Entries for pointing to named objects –
▼▼▼
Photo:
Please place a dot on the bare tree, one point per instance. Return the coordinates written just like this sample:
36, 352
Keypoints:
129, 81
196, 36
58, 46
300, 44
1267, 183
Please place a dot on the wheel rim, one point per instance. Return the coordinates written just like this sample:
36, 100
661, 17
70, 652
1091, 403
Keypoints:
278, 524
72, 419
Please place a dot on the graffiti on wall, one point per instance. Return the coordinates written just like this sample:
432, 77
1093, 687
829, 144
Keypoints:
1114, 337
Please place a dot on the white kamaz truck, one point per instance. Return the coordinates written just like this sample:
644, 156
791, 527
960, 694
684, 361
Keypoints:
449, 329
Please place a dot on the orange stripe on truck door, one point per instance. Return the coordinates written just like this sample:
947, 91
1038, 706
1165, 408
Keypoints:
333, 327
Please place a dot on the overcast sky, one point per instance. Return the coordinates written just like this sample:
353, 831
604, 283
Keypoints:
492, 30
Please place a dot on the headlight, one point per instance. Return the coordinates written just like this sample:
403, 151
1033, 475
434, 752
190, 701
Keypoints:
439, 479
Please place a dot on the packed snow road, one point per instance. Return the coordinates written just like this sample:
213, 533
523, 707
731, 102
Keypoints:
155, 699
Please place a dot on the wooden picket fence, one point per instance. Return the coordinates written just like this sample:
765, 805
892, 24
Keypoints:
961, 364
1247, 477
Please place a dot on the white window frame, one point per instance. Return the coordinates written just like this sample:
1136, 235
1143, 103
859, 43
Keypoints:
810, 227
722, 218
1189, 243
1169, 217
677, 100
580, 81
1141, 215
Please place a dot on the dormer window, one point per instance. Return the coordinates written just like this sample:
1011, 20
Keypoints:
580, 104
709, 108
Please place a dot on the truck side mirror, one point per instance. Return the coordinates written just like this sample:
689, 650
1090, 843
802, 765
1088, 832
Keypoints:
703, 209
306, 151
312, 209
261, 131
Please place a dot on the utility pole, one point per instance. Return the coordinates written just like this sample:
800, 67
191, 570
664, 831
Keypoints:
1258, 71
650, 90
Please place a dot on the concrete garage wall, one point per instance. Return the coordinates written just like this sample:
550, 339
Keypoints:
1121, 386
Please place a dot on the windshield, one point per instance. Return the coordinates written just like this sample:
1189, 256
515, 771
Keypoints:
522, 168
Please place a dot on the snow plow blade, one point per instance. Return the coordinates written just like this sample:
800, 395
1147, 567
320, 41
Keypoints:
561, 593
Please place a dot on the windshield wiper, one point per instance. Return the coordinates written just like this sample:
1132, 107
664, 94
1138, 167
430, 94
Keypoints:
▲▲▲
Your task – Write out everything from the line containing "Please place a dot on the windshield, one" down to the end of the records, with no changes.

Answer to the task –
Please place a dot on the windshield, one point per instance. Return the coordinates written just like this sample:
1189, 256
515, 771
Keypoints:
522, 168
Please place a dot on the snow plow blade, one point per instance. Return the coordinates written just like this sample:
800, 395
1147, 567
320, 41
Keypoints:
561, 593
Please place a dot on the windshield wiper, one point per instance. Return the coordinates written just like this sample:
1132, 107
664, 94
1138, 167
430, 94
Keypoints:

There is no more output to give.